=== AIM ===
Reproduce the listing below verbatim, starting at its first line and ending with the line that contains "101, 714, 260]]".

=== SUPPLIED RECORDS ===

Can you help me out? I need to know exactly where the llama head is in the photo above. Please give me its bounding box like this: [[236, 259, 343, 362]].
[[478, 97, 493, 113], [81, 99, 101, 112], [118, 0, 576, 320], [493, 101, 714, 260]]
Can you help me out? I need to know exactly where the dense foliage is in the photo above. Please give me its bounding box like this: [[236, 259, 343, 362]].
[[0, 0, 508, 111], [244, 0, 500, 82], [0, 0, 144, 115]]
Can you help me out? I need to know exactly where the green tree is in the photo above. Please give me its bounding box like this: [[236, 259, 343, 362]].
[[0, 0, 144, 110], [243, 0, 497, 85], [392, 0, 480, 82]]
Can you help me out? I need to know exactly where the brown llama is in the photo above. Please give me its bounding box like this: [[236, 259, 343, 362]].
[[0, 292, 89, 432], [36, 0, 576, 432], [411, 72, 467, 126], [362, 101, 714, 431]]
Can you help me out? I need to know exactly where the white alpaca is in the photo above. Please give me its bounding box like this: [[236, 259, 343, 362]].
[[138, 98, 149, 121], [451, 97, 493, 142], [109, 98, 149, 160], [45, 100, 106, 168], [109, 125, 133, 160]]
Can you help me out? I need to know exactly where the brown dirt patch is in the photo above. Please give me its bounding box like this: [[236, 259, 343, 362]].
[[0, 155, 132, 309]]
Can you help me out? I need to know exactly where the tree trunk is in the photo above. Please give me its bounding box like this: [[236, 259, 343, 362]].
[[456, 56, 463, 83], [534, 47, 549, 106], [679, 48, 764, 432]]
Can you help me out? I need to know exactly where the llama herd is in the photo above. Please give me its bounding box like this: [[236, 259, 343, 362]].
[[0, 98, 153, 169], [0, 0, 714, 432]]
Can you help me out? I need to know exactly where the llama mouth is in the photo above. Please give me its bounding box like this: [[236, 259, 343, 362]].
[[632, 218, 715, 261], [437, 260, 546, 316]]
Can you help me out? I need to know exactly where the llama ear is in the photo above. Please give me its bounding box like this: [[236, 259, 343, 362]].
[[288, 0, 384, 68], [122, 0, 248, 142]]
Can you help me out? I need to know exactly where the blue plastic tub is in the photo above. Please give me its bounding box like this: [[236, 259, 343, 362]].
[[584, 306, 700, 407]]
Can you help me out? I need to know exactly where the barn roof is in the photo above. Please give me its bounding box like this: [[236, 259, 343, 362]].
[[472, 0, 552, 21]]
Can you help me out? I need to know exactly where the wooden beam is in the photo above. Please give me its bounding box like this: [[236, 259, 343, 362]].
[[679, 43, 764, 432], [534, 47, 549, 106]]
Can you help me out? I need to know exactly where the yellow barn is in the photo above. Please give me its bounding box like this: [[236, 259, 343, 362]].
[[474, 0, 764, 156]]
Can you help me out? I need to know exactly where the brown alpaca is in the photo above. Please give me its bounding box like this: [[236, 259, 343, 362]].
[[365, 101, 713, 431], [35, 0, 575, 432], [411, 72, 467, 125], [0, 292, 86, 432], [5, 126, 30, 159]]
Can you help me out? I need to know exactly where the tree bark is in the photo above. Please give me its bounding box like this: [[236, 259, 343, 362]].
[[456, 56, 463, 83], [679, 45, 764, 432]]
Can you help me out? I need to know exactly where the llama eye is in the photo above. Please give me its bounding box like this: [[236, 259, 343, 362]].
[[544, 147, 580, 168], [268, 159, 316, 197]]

=== WRITTEN RESPONSE ===
Can you help me out? I need to know exactly where the llama head is in the photo above. Please give me its bounding box like this: [[236, 259, 343, 362]].
[[478, 97, 493, 113], [81, 99, 101, 112], [118, 0, 576, 320], [493, 101, 714, 260]]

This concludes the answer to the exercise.